*** Provided records

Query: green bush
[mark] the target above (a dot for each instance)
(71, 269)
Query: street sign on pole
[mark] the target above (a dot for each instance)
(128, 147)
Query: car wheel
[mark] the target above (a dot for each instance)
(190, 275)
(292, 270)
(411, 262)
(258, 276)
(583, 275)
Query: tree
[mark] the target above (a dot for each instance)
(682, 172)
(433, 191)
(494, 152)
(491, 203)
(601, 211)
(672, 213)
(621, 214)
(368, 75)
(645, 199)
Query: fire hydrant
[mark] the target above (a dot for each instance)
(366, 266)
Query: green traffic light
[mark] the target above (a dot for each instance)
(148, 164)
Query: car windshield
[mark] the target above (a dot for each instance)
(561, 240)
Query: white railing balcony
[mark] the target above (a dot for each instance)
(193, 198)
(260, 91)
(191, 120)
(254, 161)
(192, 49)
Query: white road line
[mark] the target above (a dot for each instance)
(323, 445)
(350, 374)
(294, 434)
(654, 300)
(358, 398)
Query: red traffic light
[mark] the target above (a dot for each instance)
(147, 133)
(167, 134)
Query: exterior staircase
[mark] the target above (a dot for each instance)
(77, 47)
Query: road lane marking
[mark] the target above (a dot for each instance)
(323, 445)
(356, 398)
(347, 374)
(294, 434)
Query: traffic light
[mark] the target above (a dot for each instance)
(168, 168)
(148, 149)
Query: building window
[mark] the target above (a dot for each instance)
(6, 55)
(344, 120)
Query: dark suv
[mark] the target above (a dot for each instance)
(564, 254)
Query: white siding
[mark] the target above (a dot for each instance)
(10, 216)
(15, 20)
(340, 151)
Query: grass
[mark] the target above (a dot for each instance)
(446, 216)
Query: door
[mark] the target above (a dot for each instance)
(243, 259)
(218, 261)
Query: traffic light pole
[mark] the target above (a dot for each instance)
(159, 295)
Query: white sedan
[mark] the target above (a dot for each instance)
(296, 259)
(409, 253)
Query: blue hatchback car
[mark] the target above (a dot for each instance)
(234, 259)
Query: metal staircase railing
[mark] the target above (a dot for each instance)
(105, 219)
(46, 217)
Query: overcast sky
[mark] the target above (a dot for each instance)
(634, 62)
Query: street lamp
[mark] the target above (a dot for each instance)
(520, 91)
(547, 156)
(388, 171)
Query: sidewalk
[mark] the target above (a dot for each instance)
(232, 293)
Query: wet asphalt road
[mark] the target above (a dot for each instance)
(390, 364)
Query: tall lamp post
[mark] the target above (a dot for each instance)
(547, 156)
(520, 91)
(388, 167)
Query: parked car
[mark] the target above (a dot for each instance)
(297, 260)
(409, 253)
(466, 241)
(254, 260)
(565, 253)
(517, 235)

******

* **Task objective**
Every line that contains the string "railing" should be copied from the entries.

* **Written response**
Query: white railing balcony
Query: metal staircase railing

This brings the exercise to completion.